- Labeled-object pointing material -
BEGIN

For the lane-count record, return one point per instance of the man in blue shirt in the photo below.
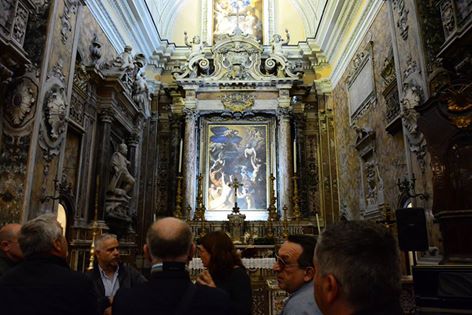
(295, 272)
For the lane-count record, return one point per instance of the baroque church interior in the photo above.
(261, 118)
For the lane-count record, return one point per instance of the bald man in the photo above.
(169, 247)
(10, 251)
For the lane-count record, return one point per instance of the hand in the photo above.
(205, 279)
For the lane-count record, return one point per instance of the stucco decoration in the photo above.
(402, 22)
(126, 67)
(95, 50)
(238, 102)
(55, 112)
(19, 107)
(70, 9)
(140, 92)
(236, 57)
(412, 96)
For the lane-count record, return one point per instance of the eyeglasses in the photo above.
(282, 263)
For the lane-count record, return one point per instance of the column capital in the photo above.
(283, 114)
(190, 115)
(105, 115)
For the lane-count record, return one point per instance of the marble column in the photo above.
(134, 155)
(284, 161)
(189, 160)
(105, 119)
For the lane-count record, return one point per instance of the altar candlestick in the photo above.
(180, 155)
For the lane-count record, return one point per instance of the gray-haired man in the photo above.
(357, 270)
(43, 282)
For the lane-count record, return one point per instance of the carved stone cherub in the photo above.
(277, 42)
(196, 44)
(125, 60)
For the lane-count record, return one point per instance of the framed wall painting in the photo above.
(236, 150)
(227, 12)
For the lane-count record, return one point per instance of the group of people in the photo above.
(353, 268)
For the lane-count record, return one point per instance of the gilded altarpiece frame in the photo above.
(237, 149)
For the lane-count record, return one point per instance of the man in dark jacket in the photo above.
(10, 251)
(43, 283)
(109, 274)
(169, 247)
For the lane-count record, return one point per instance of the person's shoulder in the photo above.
(210, 293)
(215, 300)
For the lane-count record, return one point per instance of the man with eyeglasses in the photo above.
(10, 251)
(295, 272)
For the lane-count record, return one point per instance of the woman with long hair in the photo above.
(225, 270)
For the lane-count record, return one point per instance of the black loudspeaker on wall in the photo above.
(411, 225)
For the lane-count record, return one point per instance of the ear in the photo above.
(147, 253)
(309, 274)
(59, 248)
(4, 245)
(191, 251)
(330, 288)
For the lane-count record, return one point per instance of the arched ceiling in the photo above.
(330, 30)
(165, 13)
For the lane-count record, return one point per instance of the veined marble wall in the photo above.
(387, 151)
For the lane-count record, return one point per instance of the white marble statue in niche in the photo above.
(122, 181)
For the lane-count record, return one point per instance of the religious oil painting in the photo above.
(247, 14)
(237, 152)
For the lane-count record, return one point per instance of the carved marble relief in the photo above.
(402, 22)
(448, 17)
(360, 83)
(127, 68)
(70, 9)
(19, 107)
(236, 57)
(13, 20)
(13, 161)
(238, 102)
(20, 24)
(95, 50)
(55, 112)
(371, 195)
(412, 97)
(432, 26)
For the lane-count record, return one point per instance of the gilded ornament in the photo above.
(20, 103)
(238, 102)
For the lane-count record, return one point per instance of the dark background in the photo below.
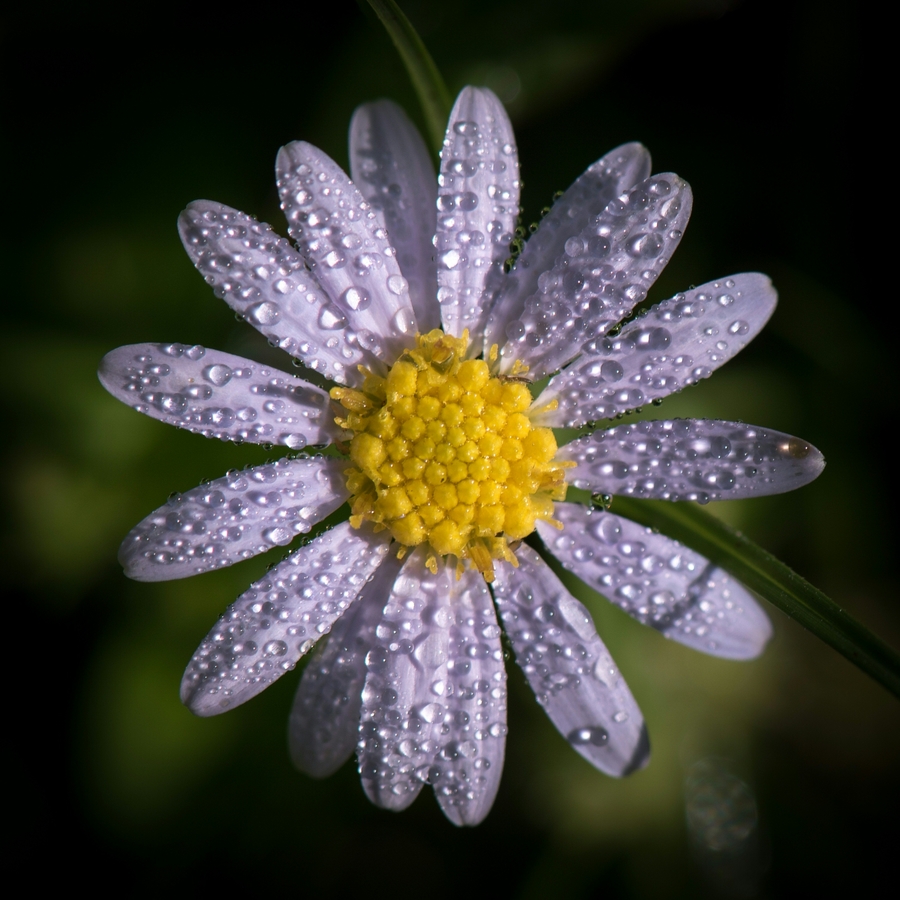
(115, 123)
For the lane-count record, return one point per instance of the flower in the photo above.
(432, 343)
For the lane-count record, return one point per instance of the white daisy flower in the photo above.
(396, 290)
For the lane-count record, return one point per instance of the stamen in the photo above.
(445, 455)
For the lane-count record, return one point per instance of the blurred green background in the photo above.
(768, 778)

END

- EXERCISE -
Rescale the material starting at the line that has "ornament in the photo above." and continuing through the last line, giving every line again, text lines included, with each point coordinate multiplied by 2.4 and rounded to a whole number, halves up. Leave the pictures out.

- RESULT OF THE EXERCISE -
For the lane-count record, return one point per instance of the gilded ornament in the photo above.
(48, 247)
(571, 245)
For the lane-count record, return one point per instance of the dark background in the photo below.
(276, 295)
For the lane-count record, return one point per instance of the flower in the photo above.
(1037, 823)
For the lane-count record, return one point per instance of the white daisy flower in the photo above.
(950, 696)
For the lane-count record, return one point per instance of the stamen in the photo above.
(1068, 1092)
For the lane-count record, return one point per instance of the blurred green background in the photo above.
(1843, 1867)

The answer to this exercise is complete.